:: Task ::
Show every line of the data that contains the word "heart".

:: Material shown ::
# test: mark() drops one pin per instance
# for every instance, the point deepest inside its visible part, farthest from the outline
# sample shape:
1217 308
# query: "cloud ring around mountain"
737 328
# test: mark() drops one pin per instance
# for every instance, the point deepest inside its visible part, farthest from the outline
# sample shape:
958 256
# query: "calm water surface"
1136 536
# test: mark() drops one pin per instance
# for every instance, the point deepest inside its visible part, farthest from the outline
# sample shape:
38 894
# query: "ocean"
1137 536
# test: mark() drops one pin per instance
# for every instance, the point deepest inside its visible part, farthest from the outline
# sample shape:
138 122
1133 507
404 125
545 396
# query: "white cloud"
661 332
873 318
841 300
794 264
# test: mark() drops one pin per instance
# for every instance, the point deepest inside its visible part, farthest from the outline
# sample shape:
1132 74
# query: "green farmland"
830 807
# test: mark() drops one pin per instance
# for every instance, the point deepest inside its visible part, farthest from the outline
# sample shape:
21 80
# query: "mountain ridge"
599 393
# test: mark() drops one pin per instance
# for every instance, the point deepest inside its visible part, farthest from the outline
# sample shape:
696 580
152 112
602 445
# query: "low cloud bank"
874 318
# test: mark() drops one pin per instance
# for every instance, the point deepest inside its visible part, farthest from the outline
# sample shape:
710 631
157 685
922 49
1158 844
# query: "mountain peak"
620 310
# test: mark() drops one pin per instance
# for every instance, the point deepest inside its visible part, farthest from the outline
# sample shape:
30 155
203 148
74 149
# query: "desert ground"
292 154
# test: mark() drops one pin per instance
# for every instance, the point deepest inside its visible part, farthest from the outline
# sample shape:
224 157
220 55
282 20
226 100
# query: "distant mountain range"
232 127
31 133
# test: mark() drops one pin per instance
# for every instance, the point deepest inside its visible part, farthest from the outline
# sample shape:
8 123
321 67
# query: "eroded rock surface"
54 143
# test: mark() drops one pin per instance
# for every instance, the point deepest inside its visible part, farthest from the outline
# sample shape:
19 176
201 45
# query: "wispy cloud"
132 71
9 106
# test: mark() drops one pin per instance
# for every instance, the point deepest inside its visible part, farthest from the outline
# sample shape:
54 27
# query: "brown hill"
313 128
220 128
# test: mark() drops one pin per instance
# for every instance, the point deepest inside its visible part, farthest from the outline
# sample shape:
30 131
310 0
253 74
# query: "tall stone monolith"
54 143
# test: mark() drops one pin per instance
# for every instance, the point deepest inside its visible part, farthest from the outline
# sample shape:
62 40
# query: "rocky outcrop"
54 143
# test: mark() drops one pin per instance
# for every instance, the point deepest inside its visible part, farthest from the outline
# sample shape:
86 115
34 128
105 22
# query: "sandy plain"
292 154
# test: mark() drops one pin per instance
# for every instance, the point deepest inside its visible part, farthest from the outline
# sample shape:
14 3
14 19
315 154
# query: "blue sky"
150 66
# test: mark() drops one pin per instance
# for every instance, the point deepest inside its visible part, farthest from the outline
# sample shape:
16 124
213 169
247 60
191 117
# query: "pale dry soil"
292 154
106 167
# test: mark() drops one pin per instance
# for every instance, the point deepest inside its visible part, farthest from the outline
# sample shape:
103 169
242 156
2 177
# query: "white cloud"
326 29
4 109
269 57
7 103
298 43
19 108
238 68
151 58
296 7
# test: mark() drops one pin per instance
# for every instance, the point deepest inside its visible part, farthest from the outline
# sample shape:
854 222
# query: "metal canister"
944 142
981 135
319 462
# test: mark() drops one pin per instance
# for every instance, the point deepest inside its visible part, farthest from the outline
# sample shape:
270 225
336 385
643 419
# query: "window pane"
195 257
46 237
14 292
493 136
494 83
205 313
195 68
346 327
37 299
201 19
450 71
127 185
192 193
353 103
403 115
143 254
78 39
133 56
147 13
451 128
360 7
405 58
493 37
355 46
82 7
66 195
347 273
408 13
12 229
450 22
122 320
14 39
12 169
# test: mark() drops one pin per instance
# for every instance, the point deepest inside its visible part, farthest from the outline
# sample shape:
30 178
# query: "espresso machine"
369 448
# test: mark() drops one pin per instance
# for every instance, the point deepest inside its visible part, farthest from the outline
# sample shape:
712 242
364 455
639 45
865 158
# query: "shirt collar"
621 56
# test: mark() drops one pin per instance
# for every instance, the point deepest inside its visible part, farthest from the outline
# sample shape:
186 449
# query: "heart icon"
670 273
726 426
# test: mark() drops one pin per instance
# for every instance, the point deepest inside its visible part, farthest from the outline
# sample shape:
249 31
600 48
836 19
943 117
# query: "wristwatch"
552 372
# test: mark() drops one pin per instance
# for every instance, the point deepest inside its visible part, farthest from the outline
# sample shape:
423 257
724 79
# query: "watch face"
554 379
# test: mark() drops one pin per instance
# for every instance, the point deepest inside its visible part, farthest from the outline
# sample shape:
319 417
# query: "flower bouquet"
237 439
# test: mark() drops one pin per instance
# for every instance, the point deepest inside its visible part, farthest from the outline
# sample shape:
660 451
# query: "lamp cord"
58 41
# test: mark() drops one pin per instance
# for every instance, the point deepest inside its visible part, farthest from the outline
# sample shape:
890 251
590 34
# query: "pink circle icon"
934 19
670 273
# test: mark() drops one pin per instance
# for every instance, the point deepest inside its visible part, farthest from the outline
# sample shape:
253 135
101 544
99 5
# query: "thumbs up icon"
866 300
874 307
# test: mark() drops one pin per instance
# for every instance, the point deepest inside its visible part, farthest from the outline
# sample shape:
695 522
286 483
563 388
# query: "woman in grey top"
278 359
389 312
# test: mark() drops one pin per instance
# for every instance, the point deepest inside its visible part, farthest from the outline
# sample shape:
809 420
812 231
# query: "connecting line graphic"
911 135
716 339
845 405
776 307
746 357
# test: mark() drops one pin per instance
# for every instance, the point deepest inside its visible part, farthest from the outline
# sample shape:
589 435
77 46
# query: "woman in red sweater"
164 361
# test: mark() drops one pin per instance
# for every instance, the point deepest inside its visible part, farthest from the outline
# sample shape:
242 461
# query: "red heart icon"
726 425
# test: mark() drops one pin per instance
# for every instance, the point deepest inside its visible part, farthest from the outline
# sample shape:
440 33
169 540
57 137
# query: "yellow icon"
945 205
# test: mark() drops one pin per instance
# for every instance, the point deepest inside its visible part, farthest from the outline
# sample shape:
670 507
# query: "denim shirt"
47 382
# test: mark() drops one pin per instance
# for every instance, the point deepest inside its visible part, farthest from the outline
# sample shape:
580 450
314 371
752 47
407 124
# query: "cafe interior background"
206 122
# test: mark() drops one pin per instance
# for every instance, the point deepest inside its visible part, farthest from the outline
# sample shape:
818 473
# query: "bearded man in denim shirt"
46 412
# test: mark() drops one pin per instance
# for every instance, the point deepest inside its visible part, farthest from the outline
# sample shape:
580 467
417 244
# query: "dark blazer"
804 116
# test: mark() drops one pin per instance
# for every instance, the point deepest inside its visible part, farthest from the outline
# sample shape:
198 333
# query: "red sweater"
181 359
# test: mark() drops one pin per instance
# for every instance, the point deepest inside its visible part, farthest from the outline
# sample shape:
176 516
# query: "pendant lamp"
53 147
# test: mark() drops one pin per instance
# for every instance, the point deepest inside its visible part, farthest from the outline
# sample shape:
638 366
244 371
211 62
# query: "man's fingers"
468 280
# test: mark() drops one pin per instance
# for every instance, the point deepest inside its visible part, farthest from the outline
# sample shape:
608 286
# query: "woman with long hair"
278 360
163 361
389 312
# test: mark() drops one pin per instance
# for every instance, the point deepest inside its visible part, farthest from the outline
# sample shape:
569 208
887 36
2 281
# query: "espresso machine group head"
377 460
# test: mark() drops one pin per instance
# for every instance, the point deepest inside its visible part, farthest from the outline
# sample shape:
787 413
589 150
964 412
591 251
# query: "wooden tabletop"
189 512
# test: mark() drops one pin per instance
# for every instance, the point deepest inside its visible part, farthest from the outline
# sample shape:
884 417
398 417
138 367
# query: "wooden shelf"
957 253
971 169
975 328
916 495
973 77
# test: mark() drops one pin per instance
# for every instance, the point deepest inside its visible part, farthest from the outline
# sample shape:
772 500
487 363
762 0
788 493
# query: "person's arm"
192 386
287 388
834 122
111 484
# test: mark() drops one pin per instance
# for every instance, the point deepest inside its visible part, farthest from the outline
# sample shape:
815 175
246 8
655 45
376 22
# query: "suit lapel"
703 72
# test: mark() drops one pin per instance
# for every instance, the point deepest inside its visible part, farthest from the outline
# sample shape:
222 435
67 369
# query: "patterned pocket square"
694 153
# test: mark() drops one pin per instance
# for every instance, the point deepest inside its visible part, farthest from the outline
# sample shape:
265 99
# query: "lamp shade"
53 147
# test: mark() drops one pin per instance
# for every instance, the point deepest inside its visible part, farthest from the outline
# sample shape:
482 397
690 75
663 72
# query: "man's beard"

:: Result for this task ::
# query: "heart icon"
# query: "red heart icon"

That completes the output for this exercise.